***** Extracted material

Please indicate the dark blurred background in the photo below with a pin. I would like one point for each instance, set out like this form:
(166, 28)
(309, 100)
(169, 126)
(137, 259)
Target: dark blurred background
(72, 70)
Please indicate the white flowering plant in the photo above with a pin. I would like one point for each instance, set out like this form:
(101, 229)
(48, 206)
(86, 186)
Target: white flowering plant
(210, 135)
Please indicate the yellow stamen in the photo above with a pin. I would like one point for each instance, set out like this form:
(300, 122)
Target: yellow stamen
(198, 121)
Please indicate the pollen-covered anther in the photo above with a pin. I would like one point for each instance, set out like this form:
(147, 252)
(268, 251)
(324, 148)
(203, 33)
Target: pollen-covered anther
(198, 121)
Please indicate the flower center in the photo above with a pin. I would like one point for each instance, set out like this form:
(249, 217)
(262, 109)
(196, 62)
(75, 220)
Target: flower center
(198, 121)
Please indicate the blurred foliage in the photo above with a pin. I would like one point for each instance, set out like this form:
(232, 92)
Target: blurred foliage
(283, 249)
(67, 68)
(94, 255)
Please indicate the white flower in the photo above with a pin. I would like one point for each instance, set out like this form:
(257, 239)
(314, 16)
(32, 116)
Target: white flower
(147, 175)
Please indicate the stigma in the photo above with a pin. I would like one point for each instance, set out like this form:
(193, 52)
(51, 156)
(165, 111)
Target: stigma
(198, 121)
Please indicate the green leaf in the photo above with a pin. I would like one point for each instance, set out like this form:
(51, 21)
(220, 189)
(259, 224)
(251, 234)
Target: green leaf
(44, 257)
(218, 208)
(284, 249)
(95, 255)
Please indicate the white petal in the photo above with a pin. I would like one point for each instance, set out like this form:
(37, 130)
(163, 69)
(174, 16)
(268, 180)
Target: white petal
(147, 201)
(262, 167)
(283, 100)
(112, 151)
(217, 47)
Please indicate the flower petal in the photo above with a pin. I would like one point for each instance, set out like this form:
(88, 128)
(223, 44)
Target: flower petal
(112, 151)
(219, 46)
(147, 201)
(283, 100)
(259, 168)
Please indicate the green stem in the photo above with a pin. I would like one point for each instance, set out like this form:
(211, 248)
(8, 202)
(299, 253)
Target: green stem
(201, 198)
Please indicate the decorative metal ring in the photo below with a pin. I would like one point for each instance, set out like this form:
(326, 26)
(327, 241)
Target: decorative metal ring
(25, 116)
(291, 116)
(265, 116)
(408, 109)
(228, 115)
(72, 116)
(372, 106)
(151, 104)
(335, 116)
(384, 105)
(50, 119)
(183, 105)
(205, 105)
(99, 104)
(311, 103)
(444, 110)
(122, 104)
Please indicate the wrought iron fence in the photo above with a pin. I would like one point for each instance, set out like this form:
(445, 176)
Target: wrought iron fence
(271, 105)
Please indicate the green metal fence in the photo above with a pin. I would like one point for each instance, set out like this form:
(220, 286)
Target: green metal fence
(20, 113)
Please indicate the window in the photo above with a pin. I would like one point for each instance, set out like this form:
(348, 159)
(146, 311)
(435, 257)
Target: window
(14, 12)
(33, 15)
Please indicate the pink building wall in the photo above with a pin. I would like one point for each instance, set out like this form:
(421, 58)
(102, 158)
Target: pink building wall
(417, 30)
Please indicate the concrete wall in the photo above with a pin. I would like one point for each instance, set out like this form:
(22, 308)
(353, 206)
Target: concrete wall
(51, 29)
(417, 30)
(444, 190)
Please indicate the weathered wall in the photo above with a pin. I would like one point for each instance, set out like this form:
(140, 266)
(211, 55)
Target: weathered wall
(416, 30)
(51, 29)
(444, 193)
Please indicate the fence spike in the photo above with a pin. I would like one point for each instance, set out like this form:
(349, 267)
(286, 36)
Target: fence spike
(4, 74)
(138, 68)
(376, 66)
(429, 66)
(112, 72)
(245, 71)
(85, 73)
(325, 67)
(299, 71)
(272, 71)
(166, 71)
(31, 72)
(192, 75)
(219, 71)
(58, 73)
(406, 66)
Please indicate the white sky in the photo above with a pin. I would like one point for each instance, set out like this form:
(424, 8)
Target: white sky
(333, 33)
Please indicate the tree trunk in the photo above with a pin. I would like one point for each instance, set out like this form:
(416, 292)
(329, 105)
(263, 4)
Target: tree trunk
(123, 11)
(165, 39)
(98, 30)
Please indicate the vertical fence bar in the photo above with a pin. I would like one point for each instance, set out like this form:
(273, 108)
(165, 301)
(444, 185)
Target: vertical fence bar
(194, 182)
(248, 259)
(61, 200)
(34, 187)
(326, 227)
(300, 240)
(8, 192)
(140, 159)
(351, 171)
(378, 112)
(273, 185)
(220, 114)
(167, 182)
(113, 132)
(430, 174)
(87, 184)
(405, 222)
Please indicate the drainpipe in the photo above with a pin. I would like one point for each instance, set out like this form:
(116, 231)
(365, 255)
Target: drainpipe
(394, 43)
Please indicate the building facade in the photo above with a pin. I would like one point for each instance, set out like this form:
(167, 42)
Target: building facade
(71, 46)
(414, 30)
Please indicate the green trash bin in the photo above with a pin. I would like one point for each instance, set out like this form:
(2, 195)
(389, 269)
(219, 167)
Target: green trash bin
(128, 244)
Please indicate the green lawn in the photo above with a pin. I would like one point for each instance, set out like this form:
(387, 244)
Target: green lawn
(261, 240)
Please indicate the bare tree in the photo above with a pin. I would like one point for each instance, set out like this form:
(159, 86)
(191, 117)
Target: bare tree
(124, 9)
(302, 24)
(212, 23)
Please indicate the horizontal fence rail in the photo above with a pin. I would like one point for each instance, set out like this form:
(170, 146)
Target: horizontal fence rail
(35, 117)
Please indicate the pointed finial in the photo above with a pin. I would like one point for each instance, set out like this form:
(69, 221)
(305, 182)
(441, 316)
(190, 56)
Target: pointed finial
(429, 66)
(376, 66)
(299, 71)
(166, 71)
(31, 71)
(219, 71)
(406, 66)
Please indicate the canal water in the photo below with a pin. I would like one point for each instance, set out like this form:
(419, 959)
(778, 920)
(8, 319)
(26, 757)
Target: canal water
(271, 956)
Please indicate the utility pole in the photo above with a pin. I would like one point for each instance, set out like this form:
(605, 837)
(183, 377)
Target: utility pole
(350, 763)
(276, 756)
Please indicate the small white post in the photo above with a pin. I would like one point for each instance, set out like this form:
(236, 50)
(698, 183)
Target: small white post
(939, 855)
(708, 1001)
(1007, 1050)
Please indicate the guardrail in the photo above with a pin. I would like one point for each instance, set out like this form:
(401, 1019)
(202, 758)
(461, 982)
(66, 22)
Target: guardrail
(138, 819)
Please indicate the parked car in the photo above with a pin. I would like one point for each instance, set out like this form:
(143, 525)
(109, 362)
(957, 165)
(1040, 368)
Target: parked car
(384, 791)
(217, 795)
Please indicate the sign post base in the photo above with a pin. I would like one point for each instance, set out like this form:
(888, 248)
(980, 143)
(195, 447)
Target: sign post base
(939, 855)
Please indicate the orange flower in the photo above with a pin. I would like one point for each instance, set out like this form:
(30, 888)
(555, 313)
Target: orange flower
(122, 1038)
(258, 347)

**********

**Exercise:**
Reproduce every line from the one that contains "Please indicate the pointed" through the final line above, requests included. Scale each answer coordinate by 0.9 and round to a whole number, with halves rounding up, but leave the numbers in the requests and their format samples as they are.

**Result:**
Please indicate the pointed finial in the photo above with a pin. I would like one point for each instance, set out like this form:
(69, 221)
(305, 182)
(441, 316)
(190, 56)
Target: pointed finial
(386, 59)
(338, 59)
(269, 64)
(149, 64)
(28, 64)
(197, 64)
(365, 59)
Please indicate the canal water in the photo below with a pin. I would like one point for each instance, set out like this form:
(419, 959)
(778, 920)
(8, 319)
(26, 757)
Target: canal water
(244, 860)
Please indicate the utility pole in the photo above with a pin. I would like one point for each instance, set out like this form:
(605, 837)
(183, 377)
Target: utility pole
(315, 687)
(248, 680)
Please indicate the small white post in the photo above with a pin. I would like one point for each instance, set out like this form:
(236, 50)
(698, 183)
Target: small white post
(845, 770)
(637, 901)
(906, 945)
Please indicate the guardrail in the photo above with a pin. I would like one point for each instance, set out like this form:
(401, 1019)
(202, 758)
(461, 982)
(66, 22)
Target: guardrail
(124, 737)
Please indicate the parked car in the photo above with a pin. I would like one point for each instance, set out like this form:
(143, 525)
(109, 362)
(957, 165)
(1040, 368)
Target: parked car
(346, 712)
(195, 716)
Please indicate the sign post base in the photo above with a pin. I would like one point for each instance, set out like this form:
(888, 248)
(980, 143)
(195, 447)
Target: sign post base
(845, 770)
Please indicate the orange flower in the photo above with a pin. I would like one point for each instance, set out like this form:
(30, 888)
(555, 313)
Target: orange flower
(110, 934)
(232, 312)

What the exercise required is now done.